## What to work on
Every entry needs to be written out again exactly, with its pictures removed.

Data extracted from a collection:
'''
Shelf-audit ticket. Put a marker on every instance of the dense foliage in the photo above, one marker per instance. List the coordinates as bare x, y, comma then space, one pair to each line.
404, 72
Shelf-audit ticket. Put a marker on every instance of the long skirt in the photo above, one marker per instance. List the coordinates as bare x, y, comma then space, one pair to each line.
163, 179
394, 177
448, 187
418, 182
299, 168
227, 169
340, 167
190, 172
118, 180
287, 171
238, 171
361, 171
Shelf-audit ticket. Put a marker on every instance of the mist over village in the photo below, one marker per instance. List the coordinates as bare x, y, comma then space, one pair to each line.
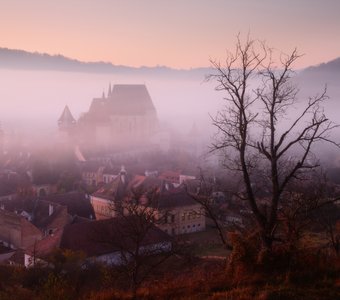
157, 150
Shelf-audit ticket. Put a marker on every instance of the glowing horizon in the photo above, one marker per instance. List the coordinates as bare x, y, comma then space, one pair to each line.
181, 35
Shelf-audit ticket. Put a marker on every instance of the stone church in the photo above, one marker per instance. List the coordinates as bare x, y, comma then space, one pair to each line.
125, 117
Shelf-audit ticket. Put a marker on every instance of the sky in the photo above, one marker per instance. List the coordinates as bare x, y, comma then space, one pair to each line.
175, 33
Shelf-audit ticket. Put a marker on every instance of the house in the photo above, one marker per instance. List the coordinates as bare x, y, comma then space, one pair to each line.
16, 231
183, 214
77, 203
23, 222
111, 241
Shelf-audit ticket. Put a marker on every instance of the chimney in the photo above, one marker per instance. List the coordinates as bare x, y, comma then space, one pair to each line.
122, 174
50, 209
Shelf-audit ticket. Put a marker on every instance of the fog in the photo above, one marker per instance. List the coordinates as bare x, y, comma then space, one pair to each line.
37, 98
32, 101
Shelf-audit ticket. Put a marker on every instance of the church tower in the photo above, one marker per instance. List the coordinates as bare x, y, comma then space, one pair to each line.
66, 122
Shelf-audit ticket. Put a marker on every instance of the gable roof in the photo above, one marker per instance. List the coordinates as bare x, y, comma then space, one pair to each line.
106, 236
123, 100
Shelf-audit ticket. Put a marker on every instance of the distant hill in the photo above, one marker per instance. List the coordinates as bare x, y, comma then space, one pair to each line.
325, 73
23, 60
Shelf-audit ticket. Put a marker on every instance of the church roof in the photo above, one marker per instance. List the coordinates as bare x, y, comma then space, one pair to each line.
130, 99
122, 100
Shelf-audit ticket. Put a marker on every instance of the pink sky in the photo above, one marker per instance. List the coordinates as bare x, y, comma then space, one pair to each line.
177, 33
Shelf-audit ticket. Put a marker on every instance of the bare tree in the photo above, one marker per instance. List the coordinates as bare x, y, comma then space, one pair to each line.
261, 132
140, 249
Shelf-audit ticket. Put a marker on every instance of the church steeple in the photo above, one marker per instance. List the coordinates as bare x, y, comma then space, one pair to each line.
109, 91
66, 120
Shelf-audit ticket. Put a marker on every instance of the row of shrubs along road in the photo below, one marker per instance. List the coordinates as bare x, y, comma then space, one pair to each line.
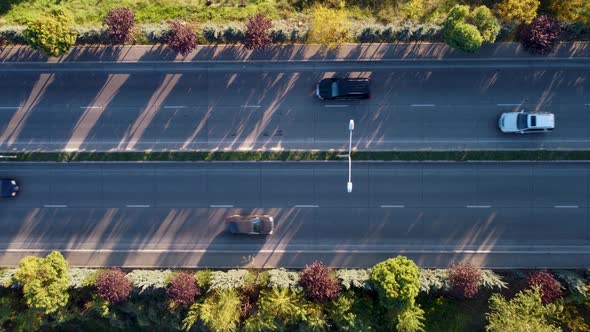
'''
## Exercise response
Shelf-audit ticket. Put a marker on every instance of the dense foliage in the photo above, one marker per instance. List the coordinates as bare x, y, comma then space, one pair to each line.
404, 72
Shelf-audit ticket. Put a marker on every instance of the long skirt in the photo above, one marker per instance. List the coordinates as bare x, y, comma then space, one pair to each line.
163, 179
394, 177
448, 187
418, 182
299, 168
227, 169
340, 167
190, 172
118, 180
287, 171
238, 171
361, 171
Shelf-audit ticket. Put a marker on every instance of the mist over village in the photo below, one marker per instance. List the coordinates as bare x, y, comma then space, one pair to each line.
157, 150
Shelf-audit ticket. Put a marker on every instance of the glowing horizon in the photo above, one marker per instance. List the coordinates as bare x, y, comma then space, one pair to each line.
181, 35
Shelf-audit ticket. Put a marker on every instance of the stone church in the photo above, one marker per instance. List the coordinates as bare x, y, comma then space, one pair to each line.
125, 117
Shelf-audit ticket. Put a marker on every instance of the sky in the photo above, one marker per instance. List the coordinates as bare x, y, comma then space, one pair to each line.
175, 33
Shelf-audit ticket. Put a marker on every instance of the house in the photo above, one marker per instance. List the coordinates as bare x, y, comma then space, one pair to each line.
16, 231
183, 214
77, 203
23, 222
111, 241
Shelf-audit ticket. Put a marker on every instance of the chimney in the photo above, one marker per instance. List the coordinates as bare x, y, comma then space, one pair to each line.
122, 174
50, 209
Shelf-audit ticket. Put a marker on every instance of the fog in the photo above, one marker per instance. List the coordinates as bare x, y, comma then space, one pair to each line.
37, 98
32, 101
Shelf-audit ticket. Put a marker on every instance of the church tower in the photo above, one marker per instance. List the coordinates as bare x, y, comma then space, one pair to each line.
66, 122
Shelf-audit ticket. Put a marker on every instance of the gable roof in the photo above, one marker per instance. List the coordinates as bare x, y, comma then space, one pair to each line.
106, 236
123, 100
Shelf-audit ticket. Put a marker on every instance of the distant hill in the photo above, one marker per instance. List the coordinates as bare x, y, comma then space, one pair to each line.
325, 73
23, 60
Shelf-audit ticket. Put a marker on every instance of the church roof in the photo above, one marker per instance. List the coordinates as bare x, y, comma then space, one pair to each line.
130, 99
122, 100
Shelf-audit ticket. Put a marker on every instance of the pink sky in the photo above, one marker per instance. List the coordinates as bare x, y, comma then space, one pair to each line.
177, 33
Shelf-audit ticket. Put a marker on every instance of the bare tree in the photo above, one marker per instance. List the coordinates as bare x, y, comma then space, one pair to each line.
261, 132
140, 249
Shelf-audit ticket. Put a marker on every instance of the church steeple in the photo above, one marker per instance. List the coordinates as bare x, y, comma then space, one pair to each line.
109, 91
66, 120
Shelf-audit ticket. Put a marker on every instance of the row of shrubs along road in the photo below, one marker per instance. List the coordinates as bare x, y, comma then space, one pair to each line.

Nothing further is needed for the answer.